WORK INSTRUCTIONS:
Could every line of the data be copied out once more, exactly?

[Records from a dataset]
========

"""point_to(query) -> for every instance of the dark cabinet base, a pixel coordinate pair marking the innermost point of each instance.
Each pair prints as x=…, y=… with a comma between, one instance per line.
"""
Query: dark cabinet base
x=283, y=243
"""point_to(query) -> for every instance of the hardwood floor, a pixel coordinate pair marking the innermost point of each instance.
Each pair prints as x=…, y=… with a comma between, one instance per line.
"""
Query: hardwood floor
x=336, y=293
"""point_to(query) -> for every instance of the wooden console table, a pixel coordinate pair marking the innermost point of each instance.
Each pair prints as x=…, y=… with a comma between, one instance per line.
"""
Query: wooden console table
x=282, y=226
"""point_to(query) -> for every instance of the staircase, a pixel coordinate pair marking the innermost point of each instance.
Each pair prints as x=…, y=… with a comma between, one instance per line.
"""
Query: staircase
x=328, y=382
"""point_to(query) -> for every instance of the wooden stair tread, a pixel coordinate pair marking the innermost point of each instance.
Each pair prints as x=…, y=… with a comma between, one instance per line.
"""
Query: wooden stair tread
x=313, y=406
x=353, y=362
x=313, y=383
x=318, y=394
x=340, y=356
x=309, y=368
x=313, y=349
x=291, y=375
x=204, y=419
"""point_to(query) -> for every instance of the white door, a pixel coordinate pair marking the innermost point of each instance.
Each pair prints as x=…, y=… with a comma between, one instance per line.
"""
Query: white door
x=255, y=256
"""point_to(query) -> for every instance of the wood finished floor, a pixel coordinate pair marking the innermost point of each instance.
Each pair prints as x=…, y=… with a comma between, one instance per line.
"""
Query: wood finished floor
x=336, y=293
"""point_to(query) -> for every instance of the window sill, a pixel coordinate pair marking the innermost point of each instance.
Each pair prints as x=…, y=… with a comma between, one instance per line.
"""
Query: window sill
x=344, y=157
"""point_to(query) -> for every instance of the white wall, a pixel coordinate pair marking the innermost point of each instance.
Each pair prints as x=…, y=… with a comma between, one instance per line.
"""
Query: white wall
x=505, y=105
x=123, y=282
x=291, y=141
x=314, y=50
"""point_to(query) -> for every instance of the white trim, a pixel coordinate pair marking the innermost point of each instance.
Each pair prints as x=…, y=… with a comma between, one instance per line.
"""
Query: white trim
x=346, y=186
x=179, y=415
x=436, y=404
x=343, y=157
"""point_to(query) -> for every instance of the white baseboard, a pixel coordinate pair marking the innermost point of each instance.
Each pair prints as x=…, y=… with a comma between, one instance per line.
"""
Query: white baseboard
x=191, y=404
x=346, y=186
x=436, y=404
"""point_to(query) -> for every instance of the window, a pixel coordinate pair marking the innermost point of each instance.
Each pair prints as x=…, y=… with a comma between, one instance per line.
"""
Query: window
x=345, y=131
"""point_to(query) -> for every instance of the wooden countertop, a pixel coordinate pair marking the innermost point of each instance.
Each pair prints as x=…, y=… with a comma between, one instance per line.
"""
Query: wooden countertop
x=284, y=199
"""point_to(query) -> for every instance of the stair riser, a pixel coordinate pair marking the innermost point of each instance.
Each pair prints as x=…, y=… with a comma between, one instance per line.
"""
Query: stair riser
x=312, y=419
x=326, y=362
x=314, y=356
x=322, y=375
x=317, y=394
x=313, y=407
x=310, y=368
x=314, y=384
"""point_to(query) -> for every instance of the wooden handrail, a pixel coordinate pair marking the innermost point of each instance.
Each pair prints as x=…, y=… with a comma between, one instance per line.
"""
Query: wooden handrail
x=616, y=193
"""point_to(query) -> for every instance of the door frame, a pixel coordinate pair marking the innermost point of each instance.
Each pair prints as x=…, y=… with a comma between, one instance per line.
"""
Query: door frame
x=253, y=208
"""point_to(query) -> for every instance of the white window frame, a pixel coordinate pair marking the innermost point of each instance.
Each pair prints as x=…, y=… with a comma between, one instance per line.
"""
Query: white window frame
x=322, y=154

========

COMPLETED EXERCISE:
"""point_to(query) -> for every instance of the dark cabinet base, a pixel coordinate pair marking the innermost point of each instance.
Each pair prints as x=…, y=… with a comma between, one instance per line.
"""
Query: dark cabinet base
x=283, y=243
"""point_to(query) -> for every instance of the hardwood floor, a pixel coordinate pair marking the innermost point of each instance.
Each pair prints as x=…, y=… with a comma between, one instance per line.
"""
Query: hardwood floor
x=336, y=293
"""point_to(query) -> for every instance of the wooden console table, a pixel coordinate pair marking the innermost point of each instance.
Each pair prints as x=…, y=… with a comma between, one instance per line.
"""
Query: wooden console table
x=282, y=226
"""point_to(query) -> for every instance of the staircase, a pixel coordinate pair marking the innermost point of each instance.
Each pair prints as x=…, y=… with a comma between, one instance per line.
"""
Query: staircase
x=328, y=382
"""point_to(query) -> for every instance of the wooden stair tread, a pixel coordinate pair marking the innermost point of each instance.
Each pair prints as x=…, y=… with a comma between, one instance per line.
"""
Query: wooden stair tread
x=313, y=406
x=353, y=362
x=313, y=383
x=318, y=394
x=340, y=356
x=309, y=368
x=313, y=349
x=291, y=375
x=204, y=419
"""point_to(query) -> for every instance of the white door, a pixel coordinate pair marking the innermost point of each instance.
Each pair prints as x=…, y=… with a comma between, one instance per line.
"""
Query: white door
x=255, y=256
"""point_to(query) -> for every instance of the wood finished floor, a pixel coordinate pair marking the innermost point of each instance.
Each pair prints as x=…, y=… with a comma between, one instance per line.
"""
Query: wood finished floor
x=336, y=293
"""point_to(query) -> for every instance of the window sill, a pixel coordinate pair marking the innermost point of each instance.
Each pair prints as x=…, y=… with a comma between, one instance per line.
"""
Query: window sill
x=344, y=157
"""point_to(query) -> for every instance of the white wall, a pixel coordinate pair marking the innermost point of each instance.
Each pair prints as x=…, y=… with a comma between, one instance per line.
"""
Query: white wall
x=505, y=105
x=123, y=282
x=291, y=141
x=314, y=50
"""point_to(query) -> for every instance of the white trim, a pixel coordinate pair marking the innermost point of each instance.
Each pair prints as x=…, y=… with a comma between, one instance per line.
"""
Query: white trim
x=346, y=186
x=179, y=415
x=436, y=404
x=343, y=157
"""point_to(query) -> for every instance of the white baseboard, a pixel coordinate pair marking the innermost point of each instance.
Each pair prints as x=…, y=… with a comma between, one instance per line.
"""
Query: white baseboard
x=191, y=404
x=346, y=186
x=436, y=404
"""point_to(query) -> for every instance of the window, a pixel coordinate pair marking the innermost point of each instance.
Each pair prints as x=…, y=… with a comma between, one instance per line.
"""
Query: window
x=345, y=131
"""point_to(query) -> for every instance of the wooden countertop, a pixel coordinate pair marking the innermost point of each instance.
Each pair prints as x=…, y=… with a comma between, one instance per line.
"""
Query: wooden countertop
x=284, y=199
"""point_to(query) -> for every instance of the stair riser, a pixel coordinate pair marking the innermost point of each instance.
Each pair prints as x=…, y=… with a comma between, one instance per line.
"""
Query: stair riser
x=312, y=419
x=326, y=362
x=314, y=356
x=322, y=375
x=317, y=394
x=313, y=407
x=310, y=368
x=314, y=384
"""point_to(query) -> for every instance of the wooden handrail, a pixel coordinate pair marking the innermost point of each instance.
Each pair prints as x=…, y=… with a comma between, one instance per line.
"""
Query: wooden handrail
x=616, y=193
"""point_to(query) -> for every instance of the door frame, a pixel coordinate pair marking the innermost point of each instance.
Each pair prints as x=…, y=… with a comma between, one instance per line.
"""
Query: door frame
x=253, y=208
"""point_to(query) -> for every instance of the white window frame, a pixel coordinate pair marking the innermost point of each instance.
Each pair prints as x=…, y=… with a comma between, one instance per line.
"""
Query: white window frame
x=322, y=154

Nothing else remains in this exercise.